▶ Exercise brief
Repeat the listing in full, exactly as it stands.

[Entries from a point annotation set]

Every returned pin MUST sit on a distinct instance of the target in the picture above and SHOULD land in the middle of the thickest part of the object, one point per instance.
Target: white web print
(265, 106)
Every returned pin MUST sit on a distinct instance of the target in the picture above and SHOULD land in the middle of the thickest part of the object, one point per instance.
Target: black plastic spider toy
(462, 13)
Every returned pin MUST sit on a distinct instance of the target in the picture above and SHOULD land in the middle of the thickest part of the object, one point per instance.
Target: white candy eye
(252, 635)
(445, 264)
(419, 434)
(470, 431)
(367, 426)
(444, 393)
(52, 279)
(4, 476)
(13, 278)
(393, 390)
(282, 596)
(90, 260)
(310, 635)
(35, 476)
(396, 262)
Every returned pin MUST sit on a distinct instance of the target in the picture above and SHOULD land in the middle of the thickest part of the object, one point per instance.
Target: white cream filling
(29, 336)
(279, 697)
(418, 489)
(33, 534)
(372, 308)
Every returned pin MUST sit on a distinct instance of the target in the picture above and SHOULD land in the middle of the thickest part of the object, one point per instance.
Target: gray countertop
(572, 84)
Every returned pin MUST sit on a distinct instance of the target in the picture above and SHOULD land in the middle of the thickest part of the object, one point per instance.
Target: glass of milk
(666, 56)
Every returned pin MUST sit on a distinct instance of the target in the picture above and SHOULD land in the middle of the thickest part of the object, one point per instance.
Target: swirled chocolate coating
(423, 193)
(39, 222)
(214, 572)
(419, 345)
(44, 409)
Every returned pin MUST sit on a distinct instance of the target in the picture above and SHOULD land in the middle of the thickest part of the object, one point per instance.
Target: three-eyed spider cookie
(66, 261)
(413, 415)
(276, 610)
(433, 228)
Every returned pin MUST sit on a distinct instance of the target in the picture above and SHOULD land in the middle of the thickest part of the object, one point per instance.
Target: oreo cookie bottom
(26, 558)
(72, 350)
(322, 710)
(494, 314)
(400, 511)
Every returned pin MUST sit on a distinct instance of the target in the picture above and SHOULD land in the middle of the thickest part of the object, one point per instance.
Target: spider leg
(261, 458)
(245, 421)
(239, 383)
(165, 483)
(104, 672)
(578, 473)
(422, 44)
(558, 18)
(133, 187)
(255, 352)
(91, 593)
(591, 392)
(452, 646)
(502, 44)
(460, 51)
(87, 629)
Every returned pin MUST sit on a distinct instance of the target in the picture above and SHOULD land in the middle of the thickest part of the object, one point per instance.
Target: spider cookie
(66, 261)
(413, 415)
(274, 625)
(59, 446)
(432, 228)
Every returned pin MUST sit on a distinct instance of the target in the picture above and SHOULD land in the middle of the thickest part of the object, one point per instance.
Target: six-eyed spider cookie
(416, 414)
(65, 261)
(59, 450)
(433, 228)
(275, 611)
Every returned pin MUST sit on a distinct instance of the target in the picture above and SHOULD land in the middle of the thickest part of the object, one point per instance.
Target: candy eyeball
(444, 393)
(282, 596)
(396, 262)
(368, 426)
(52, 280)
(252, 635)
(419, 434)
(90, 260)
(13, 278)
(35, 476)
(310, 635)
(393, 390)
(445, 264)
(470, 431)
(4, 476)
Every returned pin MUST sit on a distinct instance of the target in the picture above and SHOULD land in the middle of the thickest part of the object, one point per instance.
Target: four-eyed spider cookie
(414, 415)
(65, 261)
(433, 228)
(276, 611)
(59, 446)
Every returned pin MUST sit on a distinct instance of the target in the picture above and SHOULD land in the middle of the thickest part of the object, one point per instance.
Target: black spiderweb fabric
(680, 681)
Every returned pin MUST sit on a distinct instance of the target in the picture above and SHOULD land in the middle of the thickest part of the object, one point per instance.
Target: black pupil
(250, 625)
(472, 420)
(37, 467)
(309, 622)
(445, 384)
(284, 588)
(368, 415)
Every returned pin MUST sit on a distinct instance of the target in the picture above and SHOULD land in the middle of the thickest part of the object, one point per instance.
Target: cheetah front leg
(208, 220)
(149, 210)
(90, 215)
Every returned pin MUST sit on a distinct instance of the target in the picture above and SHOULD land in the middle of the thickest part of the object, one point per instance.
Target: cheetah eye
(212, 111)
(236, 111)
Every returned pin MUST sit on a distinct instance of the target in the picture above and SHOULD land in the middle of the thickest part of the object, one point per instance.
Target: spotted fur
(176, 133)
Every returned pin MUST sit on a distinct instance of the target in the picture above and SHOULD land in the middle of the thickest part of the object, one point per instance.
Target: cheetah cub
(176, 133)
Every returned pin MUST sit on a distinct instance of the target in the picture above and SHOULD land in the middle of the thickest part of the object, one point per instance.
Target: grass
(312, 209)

▶ Solution
Every returned pin MUST sit on a distinct instance of the target in the picture above and SHOULD land in the middle of the thickest part of the object, one point per instance.
Target: white web print
(265, 106)
Every returned pin MUST sit on a distinct instance of the target in the picture above and SHOULD land in the middle of the thickest part of the object, one point per instance.
Target: black plastic spider toy
(462, 13)
Every returned pin MUST sit on a distinct instance of the target in the picture above and SHOULD land in the middle of the thickest part of the object, one point per instance.
Target: white candy eye
(252, 635)
(445, 264)
(419, 434)
(470, 431)
(367, 426)
(444, 393)
(52, 279)
(4, 476)
(13, 278)
(393, 390)
(282, 596)
(90, 260)
(310, 635)
(35, 476)
(396, 262)
Every returned pin MUST sit on a distinct instance of the target in the picture above and SHOULD land in the middle of the thickest part of the object, one point per instance.
Target: white cream filling
(29, 336)
(279, 697)
(418, 489)
(33, 534)
(372, 308)
Every returned pin MUST sit on a distinct instance of the target in the picture above and SHOULD land in the middle of the thickest part of the object, one point per instance.
Target: gray countertop
(572, 84)
Every returned pin MUST sit on a distinct instance of the target in the picture above and SHOULD land in the middle of the thickest part of the object, one point per instance.
Target: glass of milk
(666, 56)
Every returned pin MUST sit on a distinct instance of the target in the picture above and SHOULD land in the middle of the thickest part of the object, one point per instance.
Target: swirled chocolate coating
(423, 193)
(39, 222)
(214, 572)
(419, 345)
(44, 409)
Every returned pin MUST sit on a distinct instance of the target in the picture above and SHOULD land in the middle of the thickest part of the object, one point per instance.
Target: three-eyed spider cookie
(66, 261)
(413, 415)
(276, 610)
(433, 228)
Every returned pin MUST sit on a distinct instance of the target in the picture above and SHOULD land in the middle of the thickest part of the object, one point per instance.
Target: oreo cookie bottom
(26, 558)
(72, 350)
(322, 710)
(494, 314)
(400, 511)
Every returned pin MUST sit on a distinct instance of the target in the picture above and SHOULD land in the middle of the thickest part of the object, one point per instance.
Target: spider leg
(261, 458)
(245, 421)
(239, 383)
(165, 483)
(104, 672)
(578, 473)
(422, 44)
(558, 18)
(133, 187)
(255, 352)
(91, 593)
(591, 392)
(452, 646)
(502, 44)
(460, 51)
(87, 629)
Every returned pin MUST sit on a distinct instance of the target in the picture above and SHOULD land in the middle of the thickest part of the object, one point per instance.
Target: spider cookie
(66, 261)
(413, 415)
(274, 625)
(59, 446)
(432, 228)
Every returned pin MUST sit on a distinct instance of the target in the picture above and SHOULD land in the middle of the thickest part of the object, one point per instance.
Target: six-eyed spider cookie
(416, 414)
(65, 261)
(59, 450)
(433, 228)
(275, 611)
Every returned pin MUST sit on a distinct instance of the target in the picture above and SHOULD land in the middle of the thickest part of the object, one point per instance.
Target: candy eyeball
(444, 393)
(282, 596)
(396, 262)
(368, 426)
(52, 280)
(252, 635)
(419, 434)
(90, 260)
(13, 278)
(35, 476)
(310, 635)
(393, 390)
(445, 264)
(470, 431)
(4, 476)
Every returned pin MUST sit on a distinct instance of the target in the picture above and SHOULD land in the middle of the thickest part of the object, one point per instance.
Target: four-eyed spider cookie
(414, 415)
(65, 261)
(433, 228)
(276, 611)
(59, 446)
Every returned pin MUST sit on a distinct instance of the target in the picture above and SHOULD land in the middle of the thickest part of the object, one point per instance.
Target: black spiderweb fabric
(680, 681)
Every returned pin MUST sit on a distinct instance of the target in the picture above and SHOULD land in the middle of the thickest part of the object, one point per instance.
Target: black pupil
(250, 625)
(472, 420)
(37, 467)
(309, 622)
(445, 384)
(284, 588)
(368, 415)
Every returned pin MUST sit on a distinct instance of the target in the picture above and SHOULD land in the middle of the thickest part of the object, one point per instance.
Target: cheetah front leg
(208, 220)
(149, 210)
(90, 215)
Every returned pin MUST sit on a distinct instance of the target in the picture above and SHOULD land in the middle of the thickest part of the object, one point per instance.
Target: cheetah eye
(212, 111)
(236, 111)
Every returned pin MUST sit on a distinct instance of the target in the picture above and SHOULD land in the middle of the thickest part of the object, one point per instance.
Target: spotted fur
(176, 133)
Every returned pin MUST sit on a distinct instance of the target in the picture above and SHOULD land in the middle of the thickest part of the object, one point per instance.
Target: cheetah cub
(176, 133)
Every returned pin MUST sit on a distinct instance of the target in the picture above and SHOULD land in the middle of the thickest part of the object, one point per instance.
Target: grass
(312, 209)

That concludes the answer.